Collection entries:
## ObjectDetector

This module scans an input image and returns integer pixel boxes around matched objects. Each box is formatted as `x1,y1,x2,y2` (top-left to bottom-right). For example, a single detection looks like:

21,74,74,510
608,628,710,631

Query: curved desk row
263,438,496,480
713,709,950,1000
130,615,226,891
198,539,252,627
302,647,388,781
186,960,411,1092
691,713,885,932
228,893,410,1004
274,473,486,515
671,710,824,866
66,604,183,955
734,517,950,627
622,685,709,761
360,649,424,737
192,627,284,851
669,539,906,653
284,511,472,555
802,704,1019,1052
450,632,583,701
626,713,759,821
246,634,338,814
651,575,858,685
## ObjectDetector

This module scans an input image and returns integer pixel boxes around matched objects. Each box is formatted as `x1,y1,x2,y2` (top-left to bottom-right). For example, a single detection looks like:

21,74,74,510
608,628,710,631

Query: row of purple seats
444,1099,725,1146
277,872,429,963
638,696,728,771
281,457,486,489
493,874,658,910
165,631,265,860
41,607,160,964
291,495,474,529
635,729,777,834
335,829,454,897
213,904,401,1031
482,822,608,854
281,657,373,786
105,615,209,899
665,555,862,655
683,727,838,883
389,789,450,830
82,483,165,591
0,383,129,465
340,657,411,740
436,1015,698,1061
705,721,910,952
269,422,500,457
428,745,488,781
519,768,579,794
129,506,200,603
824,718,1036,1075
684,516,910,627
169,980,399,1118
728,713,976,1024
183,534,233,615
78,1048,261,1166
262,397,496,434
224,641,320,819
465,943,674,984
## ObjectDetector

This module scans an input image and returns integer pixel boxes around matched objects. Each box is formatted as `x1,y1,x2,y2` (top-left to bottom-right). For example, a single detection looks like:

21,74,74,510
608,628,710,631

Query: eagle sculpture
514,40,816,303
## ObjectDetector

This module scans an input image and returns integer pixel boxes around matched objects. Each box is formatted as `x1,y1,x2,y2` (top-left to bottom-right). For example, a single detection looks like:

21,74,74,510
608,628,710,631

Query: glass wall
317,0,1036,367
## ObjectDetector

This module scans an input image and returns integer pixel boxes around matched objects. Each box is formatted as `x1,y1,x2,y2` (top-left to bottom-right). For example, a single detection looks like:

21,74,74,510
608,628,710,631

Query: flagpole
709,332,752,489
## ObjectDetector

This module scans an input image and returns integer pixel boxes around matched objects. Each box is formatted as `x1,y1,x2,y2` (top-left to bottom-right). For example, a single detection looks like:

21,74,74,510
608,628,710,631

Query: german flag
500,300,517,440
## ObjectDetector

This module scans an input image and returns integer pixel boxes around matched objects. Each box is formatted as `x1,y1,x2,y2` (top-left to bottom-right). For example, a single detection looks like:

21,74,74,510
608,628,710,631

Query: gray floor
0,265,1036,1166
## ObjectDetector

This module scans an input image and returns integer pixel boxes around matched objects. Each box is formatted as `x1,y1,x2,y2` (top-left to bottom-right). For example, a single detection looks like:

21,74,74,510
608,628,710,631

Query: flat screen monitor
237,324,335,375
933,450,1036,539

Set task:
State how many lines of the data contain the string "Query", giving only the number.

Solution to this problem:
8